#### Record set
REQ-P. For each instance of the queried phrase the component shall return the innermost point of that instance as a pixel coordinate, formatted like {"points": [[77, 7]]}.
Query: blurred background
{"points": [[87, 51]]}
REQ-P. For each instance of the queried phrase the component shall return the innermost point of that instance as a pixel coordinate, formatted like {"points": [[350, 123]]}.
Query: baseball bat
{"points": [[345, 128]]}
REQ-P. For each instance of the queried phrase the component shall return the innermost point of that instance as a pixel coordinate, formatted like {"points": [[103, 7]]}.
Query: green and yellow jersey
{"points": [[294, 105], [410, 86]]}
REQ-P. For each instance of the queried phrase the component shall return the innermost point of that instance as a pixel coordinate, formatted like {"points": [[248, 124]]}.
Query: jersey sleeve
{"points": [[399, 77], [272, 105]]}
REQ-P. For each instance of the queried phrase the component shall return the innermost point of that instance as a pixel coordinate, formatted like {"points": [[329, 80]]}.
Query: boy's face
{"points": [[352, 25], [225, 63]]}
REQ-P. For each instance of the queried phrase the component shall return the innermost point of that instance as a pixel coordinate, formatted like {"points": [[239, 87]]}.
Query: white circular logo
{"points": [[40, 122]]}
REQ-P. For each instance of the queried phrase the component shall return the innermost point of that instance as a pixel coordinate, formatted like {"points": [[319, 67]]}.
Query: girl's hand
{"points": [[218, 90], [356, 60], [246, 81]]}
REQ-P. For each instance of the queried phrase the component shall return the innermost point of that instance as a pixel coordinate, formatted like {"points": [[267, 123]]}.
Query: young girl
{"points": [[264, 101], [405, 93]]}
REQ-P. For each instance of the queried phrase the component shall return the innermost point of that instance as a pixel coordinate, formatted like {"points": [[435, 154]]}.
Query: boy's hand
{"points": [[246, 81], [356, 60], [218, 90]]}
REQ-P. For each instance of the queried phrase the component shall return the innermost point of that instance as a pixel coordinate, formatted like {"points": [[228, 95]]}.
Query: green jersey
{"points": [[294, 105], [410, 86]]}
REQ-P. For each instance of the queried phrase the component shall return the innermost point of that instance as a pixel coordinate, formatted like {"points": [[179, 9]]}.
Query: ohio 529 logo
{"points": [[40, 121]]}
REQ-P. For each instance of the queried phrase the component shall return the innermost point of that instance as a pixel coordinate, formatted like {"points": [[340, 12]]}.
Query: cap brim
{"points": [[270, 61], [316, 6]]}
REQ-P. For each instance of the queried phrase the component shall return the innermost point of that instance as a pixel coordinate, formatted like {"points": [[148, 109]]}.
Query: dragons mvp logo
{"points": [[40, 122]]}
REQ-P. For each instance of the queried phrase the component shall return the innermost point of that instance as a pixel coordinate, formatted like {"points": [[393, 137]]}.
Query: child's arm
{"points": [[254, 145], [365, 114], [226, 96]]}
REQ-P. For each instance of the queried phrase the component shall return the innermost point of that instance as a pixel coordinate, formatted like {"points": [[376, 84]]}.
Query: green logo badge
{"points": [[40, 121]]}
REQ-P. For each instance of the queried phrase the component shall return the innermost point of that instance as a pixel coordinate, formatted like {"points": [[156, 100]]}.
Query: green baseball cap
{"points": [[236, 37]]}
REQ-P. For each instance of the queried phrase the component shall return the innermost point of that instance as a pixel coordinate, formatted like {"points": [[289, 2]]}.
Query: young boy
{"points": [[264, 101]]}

#### What to produce
Print every entry exactly as it appears.

#### Output
REQ-P. For each instance of the queried phrase the component shall return the innermost point of that instance as a pixel coordinate, formatted like {"points": [[77, 7]]}.
Query: blurred background
{"points": [[87, 51]]}
REQ-P. For each instance of the queried phrase the component shall return the innermost point of that instance as a pixel coordinate, formatted like {"points": [[350, 123]]}.
Query: baseball bat
{"points": [[345, 128]]}
REQ-P. For each instance of the queried phrase the component shall return the innermost point of that instance as a pixel coordinate, formatted like {"points": [[103, 7]]}.
Query: green and yellow jersey
{"points": [[294, 105], [410, 86]]}
REQ-P. For each instance of the queried phrase the component shall return the innermost point of that instance as a pixel coordinate, formatted like {"points": [[248, 124]]}.
Query: jersey sleeve
{"points": [[399, 77], [272, 105]]}
REQ-P. For each instance of the queried phrase the component shall return the innermost point of that instance as a pixel coordinate, formatted like {"points": [[329, 80]]}.
Query: boy's face
{"points": [[352, 25], [225, 63]]}
REQ-P. For each instance of the queried phrase the component shall return the innermost point of that instance as a pixel coordinate, formatted like {"points": [[239, 87]]}.
Query: white circular logo
{"points": [[40, 122]]}
REQ-P. For each instance of the queried phrase the component shall return the innermost point of that instance as a pixel coordinate, formatted like {"points": [[319, 67]]}.
Query: girl's hand
{"points": [[218, 90], [356, 60], [246, 81]]}
REQ-P. For each instance of the queried phrase the component shall return the innermost point of that instance as a pixel coordinate, formatted like {"points": [[267, 123]]}.
Query: young girl
{"points": [[264, 101], [405, 93]]}
REQ-P. For each instance of the queried phrase the component shall return the innermost point of that instance as a pixel coordinate, formatted like {"points": [[435, 154]]}.
Query: boy's hand
{"points": [[246, 81], [356, 60], [218, 90]]}
REQ-P. For each instance of the queried phrase the component shall return the innermost point of that instance as a pixel coordinate, formatted like {"points": [[228, 95]]}.
Query: green jersey
{"points": [[294, 105], [410, 86]]}
REQ-P. For each instance of the queried phrase the component shall return the innermost point of that instance as a pixel coordinate, formatted like {"points": [[179, 9]]}.
Query: ohio 529 logo
{"points": [[40, 121]]}
REQ-P. For each instance of the queried phrase the component shall return the innermost point of that instance as a pixel coordinate, formatted like {"points": [[340, 12]]}.
Query: cap brim
{"points": [[270, 61], [316, 6]]}
REQ-P. For each instance of the queried phrase the component shall return the innermost point of that instance as a pixel coordinate, formatted like {"points": [[148, 109]]}.
Query: dragons mvp logo
{"points": [[40, 122]]}
REQ-P. For each instance of the queried phrase the component shall return the innermost point of that instance as a pixel coordinate, formatted like {"points": [[393, 137]]}.
Query: child's arm
{"points": [[254, 145], [365, 114], [226, 96]]}
REQ-P. For each instance of the queried phrase the component shall return the innermost point of that instance as a pixel coordinate, formatted like {"points": [[376, 84]]}.
Query: green logo badge
{"points": [[40, 121]]}
REQ-P. For each instance of the queried phrase the component shall return the innermost point of that instance as a pixel coordinate, formatted like {"points": [[156, 100]]}.
Query: green baseball cap
{"points": [[236, 37]]}
REQ-P. For each instance of the queried phrase the component shall return the innermost point of that instance as a pixel coordinate, formatted like {"points": [[289, 2]]}.
Query: young boy
{"points": [[264, 101]]}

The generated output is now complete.